• Text excerpt:
☆ ☆ ☆ ☆ ☆ ☆ ☆

Providing strong role-based security to prevent exposure of secure VMs through shared servers.
Integrating network security features that enable automatic Network Address Translation (NAT), firewall, and Network Access Policy protection (quarantine).
Reducing the attack surface through a streamlined, lightweight architecture.
Performance
Performance advances and integration with virtualization-aware hardware enable Hyper-V to virtualize much more demanding workloads than previous virtualization solutions and to give them more resources for greater scalability.
Performance advancements include:
Speed enhancements through lightweight, low-overhead virtualization hypervisor architecture.
Multi-core support, giving each VM access to as many as four logical processors.
Enhanced 64-bit support, enabling VMs to run 64-bit operating systems and to access very large amounts of memory (up to 64 GB per VM), enabling more resource-intensive workloads and helping avoid slowdowns due to paging.
Microkernelized hypervisor architecture, enabling VMs to cut out layers of emulation and drivers, working more closely with virtualization-aware hardware.
A high-performance, hardware-sharing architecture that optimizes data transfer between physical hardware and virtual machines.
New Microkernelized Hypervisor Architecture
Hyper-V uses 64-bit hypervisor-based technology to give VMs running Windows Server 2008, Windows Server 2003, specific Linux distributions, or Xen-enabled Linux the ability to work as closely with CPUs and memory as possible in a shared environment, vastly increasing performance.
Hypervisor-based virtualization is the latest stage in virtualization technology’s evolution, from emulated environments, which began more than 30 years ago, to today’s hardware-enhanced, close-to-bare-metal virtualization.

☆ ☆ ☆ ☆ ☆ ☆ ☆

• List of tasks:
**a.** List every performance advancement that the Hyper-V text names.
**b.** Answer these questions using the Hyper-V text:
(i) Which three kinds of protection can the integrated network security features provide automatically?
(ii) What is the largest amount of memory a single VM can access?
(iii) How long ago did emulated environments begin?
**c.** Continue the Hyper-V text from the point where it ends.
The data has no connection to the Hyper-V text.

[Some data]
☆ ☆ ☆ ☆ ☆ ☆ ☆

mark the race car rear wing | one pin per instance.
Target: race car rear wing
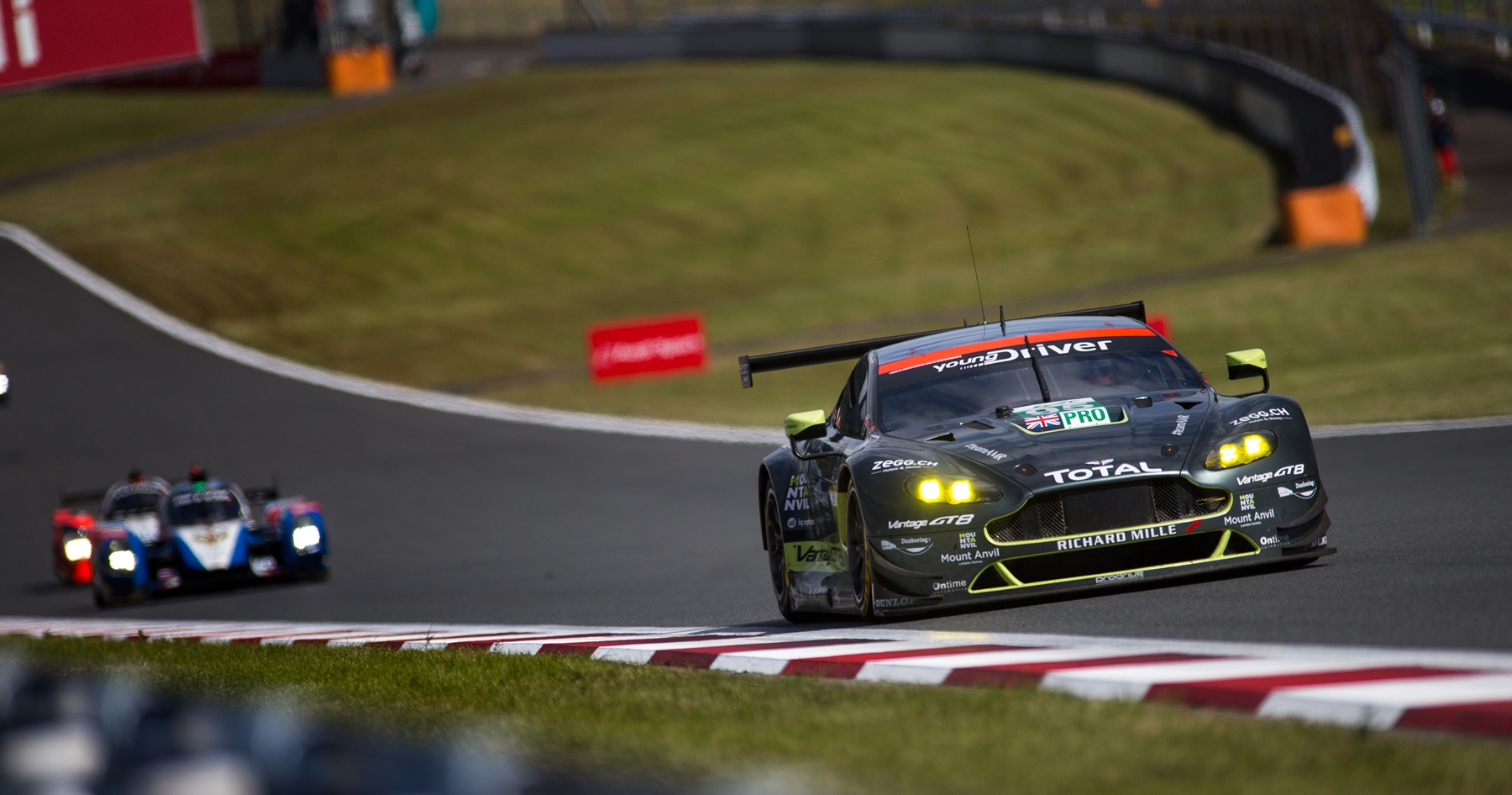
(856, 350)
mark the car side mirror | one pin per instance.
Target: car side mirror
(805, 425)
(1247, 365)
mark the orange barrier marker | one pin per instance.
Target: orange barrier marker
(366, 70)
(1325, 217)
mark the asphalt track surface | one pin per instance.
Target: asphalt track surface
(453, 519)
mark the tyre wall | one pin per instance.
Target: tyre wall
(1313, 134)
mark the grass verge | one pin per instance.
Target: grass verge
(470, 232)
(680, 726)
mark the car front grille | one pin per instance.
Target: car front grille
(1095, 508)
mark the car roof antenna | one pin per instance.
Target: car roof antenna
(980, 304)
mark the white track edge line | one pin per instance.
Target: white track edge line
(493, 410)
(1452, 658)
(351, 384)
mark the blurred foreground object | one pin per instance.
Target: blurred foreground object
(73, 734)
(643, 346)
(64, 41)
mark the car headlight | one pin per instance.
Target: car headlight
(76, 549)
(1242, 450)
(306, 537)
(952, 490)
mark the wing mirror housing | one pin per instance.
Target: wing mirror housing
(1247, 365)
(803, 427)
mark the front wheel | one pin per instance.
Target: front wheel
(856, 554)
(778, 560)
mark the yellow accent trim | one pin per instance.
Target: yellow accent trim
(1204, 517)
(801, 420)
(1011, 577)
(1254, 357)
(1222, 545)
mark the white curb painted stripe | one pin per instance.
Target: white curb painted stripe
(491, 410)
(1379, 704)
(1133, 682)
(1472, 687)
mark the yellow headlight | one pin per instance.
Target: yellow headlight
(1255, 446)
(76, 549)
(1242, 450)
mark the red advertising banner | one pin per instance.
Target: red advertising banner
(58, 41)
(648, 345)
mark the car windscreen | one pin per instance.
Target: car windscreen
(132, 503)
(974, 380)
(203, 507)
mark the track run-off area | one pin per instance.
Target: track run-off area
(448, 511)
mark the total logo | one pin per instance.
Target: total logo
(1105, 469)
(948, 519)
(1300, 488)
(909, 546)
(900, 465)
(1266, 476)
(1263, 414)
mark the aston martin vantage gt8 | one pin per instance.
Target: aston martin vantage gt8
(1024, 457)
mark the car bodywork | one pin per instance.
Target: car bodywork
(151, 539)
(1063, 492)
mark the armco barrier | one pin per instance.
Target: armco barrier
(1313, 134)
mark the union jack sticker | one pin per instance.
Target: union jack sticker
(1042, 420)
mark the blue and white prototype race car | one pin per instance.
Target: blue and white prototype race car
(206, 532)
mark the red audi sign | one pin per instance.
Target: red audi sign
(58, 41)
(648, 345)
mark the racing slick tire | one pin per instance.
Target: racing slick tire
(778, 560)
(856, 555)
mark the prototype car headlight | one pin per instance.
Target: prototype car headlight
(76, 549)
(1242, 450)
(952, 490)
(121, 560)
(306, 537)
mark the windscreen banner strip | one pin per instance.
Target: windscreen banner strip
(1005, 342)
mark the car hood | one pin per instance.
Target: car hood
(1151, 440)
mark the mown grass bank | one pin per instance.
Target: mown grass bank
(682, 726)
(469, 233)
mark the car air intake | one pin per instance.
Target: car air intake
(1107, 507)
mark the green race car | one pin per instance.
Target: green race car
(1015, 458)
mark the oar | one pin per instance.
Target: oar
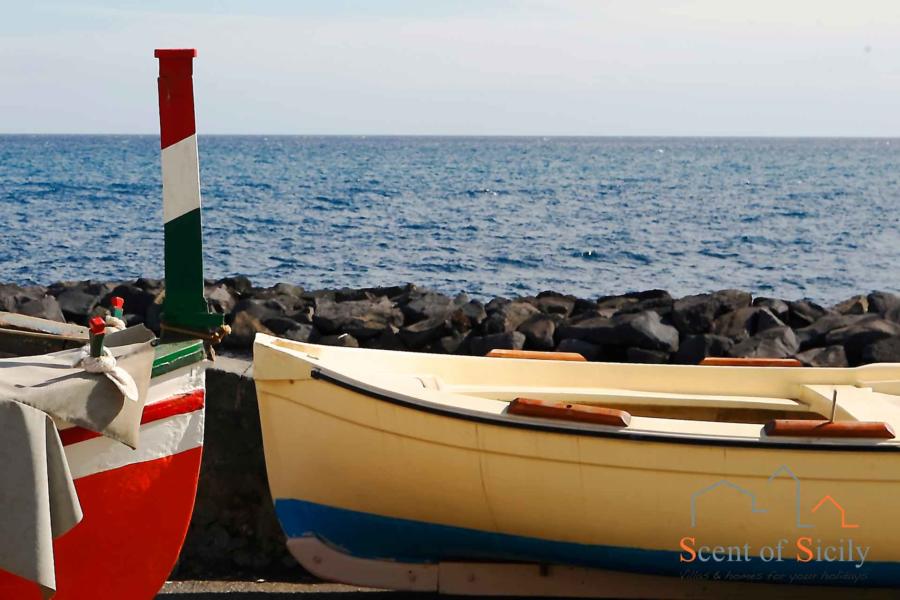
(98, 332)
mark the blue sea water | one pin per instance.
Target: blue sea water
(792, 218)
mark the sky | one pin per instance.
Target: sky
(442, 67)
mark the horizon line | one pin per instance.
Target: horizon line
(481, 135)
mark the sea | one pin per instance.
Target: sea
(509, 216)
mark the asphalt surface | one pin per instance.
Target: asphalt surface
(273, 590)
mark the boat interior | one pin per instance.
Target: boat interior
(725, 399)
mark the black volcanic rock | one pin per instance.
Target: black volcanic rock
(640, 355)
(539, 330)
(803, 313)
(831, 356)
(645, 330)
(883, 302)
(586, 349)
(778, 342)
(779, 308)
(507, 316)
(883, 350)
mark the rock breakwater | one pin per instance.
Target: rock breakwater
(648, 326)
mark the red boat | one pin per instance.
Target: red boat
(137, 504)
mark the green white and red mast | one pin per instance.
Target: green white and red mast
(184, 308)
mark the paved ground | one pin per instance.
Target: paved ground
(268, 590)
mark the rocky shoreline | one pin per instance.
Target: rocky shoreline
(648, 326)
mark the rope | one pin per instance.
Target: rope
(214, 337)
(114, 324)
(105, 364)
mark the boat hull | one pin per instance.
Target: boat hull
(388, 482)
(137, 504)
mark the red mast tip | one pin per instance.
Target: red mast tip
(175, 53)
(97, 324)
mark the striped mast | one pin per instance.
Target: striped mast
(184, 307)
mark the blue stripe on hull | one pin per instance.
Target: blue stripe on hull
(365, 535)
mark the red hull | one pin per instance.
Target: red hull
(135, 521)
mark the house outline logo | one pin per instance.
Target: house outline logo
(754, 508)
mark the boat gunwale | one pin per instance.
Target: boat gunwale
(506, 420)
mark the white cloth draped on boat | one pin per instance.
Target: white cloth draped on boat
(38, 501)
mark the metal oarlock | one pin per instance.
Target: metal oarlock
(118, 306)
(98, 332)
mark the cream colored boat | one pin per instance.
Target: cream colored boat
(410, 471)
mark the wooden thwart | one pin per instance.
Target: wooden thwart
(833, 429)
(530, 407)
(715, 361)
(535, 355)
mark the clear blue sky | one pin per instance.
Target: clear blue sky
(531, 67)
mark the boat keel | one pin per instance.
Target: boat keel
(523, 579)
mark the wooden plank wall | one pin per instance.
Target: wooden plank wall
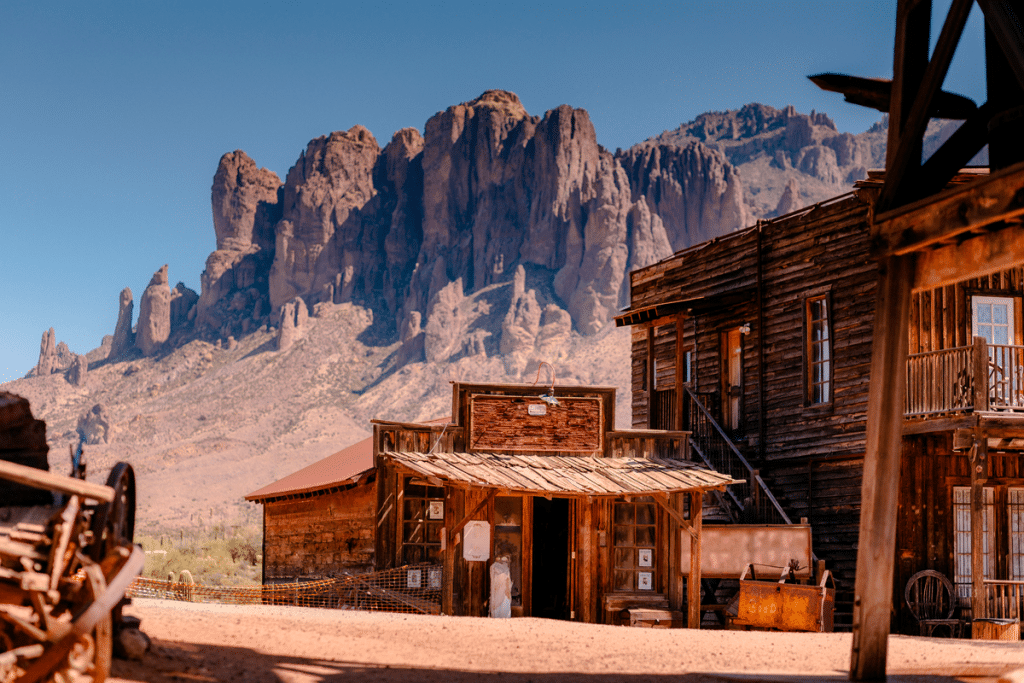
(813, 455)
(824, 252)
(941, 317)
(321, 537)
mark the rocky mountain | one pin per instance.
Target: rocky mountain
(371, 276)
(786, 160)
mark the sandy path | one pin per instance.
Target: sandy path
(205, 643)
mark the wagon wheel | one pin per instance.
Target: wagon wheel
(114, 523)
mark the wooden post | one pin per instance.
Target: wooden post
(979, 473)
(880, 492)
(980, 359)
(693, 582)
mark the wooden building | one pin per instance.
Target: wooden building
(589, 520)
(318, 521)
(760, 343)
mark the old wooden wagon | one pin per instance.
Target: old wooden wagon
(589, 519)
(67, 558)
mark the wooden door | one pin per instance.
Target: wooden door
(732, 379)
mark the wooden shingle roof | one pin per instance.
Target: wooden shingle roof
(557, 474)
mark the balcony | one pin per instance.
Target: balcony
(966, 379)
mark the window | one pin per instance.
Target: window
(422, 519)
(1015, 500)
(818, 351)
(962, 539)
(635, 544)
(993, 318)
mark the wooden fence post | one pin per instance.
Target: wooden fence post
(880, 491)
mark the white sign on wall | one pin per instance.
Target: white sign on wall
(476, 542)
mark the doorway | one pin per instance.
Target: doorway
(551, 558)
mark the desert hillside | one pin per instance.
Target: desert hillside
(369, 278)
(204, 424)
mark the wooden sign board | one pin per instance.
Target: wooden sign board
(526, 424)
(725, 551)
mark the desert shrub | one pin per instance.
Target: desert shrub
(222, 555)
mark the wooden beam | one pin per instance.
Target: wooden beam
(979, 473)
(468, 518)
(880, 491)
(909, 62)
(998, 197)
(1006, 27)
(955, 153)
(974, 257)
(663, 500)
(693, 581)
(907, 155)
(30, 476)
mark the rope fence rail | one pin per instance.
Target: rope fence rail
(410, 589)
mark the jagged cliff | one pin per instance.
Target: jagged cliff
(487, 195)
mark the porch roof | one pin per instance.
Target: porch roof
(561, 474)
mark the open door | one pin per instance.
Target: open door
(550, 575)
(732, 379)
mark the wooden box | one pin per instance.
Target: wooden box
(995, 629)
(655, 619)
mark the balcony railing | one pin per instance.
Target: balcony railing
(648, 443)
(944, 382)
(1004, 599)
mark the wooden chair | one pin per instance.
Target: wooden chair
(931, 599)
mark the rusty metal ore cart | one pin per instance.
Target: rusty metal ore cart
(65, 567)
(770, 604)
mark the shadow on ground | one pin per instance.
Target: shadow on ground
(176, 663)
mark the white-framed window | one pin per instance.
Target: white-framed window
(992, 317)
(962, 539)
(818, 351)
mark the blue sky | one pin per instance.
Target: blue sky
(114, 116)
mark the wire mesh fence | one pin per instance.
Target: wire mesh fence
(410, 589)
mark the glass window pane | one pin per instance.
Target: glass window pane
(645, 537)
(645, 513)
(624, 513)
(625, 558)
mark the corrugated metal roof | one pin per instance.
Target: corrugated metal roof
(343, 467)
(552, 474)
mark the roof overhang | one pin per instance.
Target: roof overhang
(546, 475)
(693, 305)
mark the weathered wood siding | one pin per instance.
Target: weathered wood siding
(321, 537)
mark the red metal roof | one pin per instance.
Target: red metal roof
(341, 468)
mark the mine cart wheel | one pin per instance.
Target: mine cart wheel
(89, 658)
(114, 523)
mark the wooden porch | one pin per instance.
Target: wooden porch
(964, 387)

☆ ☆ ☆ ☆ ☆ ☆ ☆

• Results of the tasks:
**a.**
- Speed enhancements through lightweight, low-overhead virtualization hypervisor architecture
- Multi-core support, giving each VM access to as many as four logical processors
- Enhanced 64-bit support, enabling VMs to run 64-bit operating systems and to access very large amounts of memory (up to 64 GB per VM)
- Microkernelized hypervisor architecture, enabling VMs to cut out layers of emulation and drivers
- A high-performance, hardware-sharing architecture that optimizes data transfer between physical hardware and virtual machines

**b.**
(i) Network Address Translation (NAT), firewall, and Network Access Policy protection (quarantine)
(ii) Up to 64 GB per VM
(iii) More than 30 years ago

**c.**
Basic virtualization (Type 2 virtual machine) places a thick, relatively slow layer of abstraction between hardware and guest operating systems. This approach is called hosted virtualization. The virtual machine monitor (VMM) runs as an application on an operating system, and each VM runs on top of the VMM. As a simplified example of the overhead involved in this type of virtualization, a hardware call from a guest operating system’s device drivers:
Goes first to emulated virtual hardware managed by the VMM.
The VMM routes it to the operating system.
The operating system routes it to the hardware’s device driver.
The hardware’s device driver routes it to the hardware.
The process happens in reverse for any responses from the hardware.
Newer, Hybrid virtualization architectures, including that used in Virtual Server, run side by side with server operating systems.
In Type 1 virtual machine monitors, the hypervisor sits at the level closest to the hardware, sometimes called the
bare-metal level.
There are two kinds of hypervisor architectures – monolithic hypervisors and micro-kernelized hypervisors (see graphic below). The monolithic hypervisor model still places large amounts of code between hardware resources and virtual machines, because the virtual machine monitor emulates hardware for its VMs. When a guest operating system makes a hardware call through its device drivers:
The VMM’s emulated hardware intercepts the call.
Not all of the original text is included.